*** Opening Dataset records ***
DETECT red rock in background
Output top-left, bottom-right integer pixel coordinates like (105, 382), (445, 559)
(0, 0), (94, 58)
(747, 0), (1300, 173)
*** Closing Dataset records ***
*** Opening Dataset records ***
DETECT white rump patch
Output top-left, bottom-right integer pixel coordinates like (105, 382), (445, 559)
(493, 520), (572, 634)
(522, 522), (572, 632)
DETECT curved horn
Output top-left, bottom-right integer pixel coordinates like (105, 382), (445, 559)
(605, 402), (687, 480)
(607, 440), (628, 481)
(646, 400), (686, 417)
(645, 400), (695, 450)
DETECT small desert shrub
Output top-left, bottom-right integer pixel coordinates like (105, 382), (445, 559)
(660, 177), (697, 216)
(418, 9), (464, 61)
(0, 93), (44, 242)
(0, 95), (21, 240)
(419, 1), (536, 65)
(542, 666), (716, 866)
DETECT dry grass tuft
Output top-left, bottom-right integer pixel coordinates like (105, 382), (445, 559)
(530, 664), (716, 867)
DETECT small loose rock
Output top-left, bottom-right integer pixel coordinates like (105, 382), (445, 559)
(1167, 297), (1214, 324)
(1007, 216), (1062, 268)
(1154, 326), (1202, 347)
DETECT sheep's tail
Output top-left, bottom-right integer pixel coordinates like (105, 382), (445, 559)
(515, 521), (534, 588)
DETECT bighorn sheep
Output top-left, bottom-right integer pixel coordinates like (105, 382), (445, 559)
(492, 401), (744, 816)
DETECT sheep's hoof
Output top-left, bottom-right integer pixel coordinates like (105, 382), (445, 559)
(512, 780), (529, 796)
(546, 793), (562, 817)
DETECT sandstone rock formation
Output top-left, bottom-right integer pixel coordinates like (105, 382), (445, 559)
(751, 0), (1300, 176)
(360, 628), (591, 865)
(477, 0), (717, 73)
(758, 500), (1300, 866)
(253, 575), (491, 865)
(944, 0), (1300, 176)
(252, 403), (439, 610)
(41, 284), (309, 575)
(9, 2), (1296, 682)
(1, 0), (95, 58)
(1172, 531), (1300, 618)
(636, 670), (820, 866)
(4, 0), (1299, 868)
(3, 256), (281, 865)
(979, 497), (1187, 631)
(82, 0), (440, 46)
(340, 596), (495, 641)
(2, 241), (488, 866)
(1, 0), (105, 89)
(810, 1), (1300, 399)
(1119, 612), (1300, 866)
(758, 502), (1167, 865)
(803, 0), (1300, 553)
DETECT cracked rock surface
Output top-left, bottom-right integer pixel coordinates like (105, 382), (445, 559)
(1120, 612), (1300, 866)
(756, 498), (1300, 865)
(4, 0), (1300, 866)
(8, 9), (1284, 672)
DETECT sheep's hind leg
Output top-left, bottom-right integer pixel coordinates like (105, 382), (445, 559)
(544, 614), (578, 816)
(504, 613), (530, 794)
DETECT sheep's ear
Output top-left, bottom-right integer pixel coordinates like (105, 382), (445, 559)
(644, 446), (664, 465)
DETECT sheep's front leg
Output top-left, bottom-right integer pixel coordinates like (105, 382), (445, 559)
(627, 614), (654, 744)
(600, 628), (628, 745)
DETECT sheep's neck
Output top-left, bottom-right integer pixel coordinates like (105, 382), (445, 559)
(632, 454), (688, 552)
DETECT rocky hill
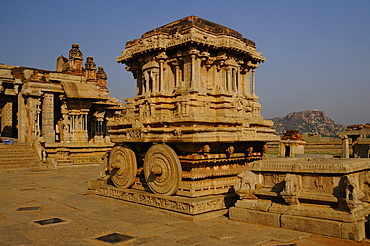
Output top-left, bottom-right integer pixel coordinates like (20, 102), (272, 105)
*** Closing Dataset records ***
### [Exercise]
Print only what lies in the material above starting at the line with "DETECT small loose rock" and ending at the line with "DETECT sheep's hoof", every line exactly as given.

### [Result of this exercise]
DETECT small loose rock
Output top-left, bottom-right integer pixel coordinates like (105, 382), (445, 559)
(1167, 297), (1214, 324)
(1007, 216), (1062, 268)
(1154, 326), (1202, 347)
DETECT sheep's tail
Output top-left, bottom-right integer pixel coordinates like (105, 382), (445, 559)
(515, 521), (534, 588)
DETECT bighorn sheep
Output top-left, bottom-right integer pixel coordinates like (105, 382), (445, 559)
(492, 401), (744, 816)
DETECT sheep's hoof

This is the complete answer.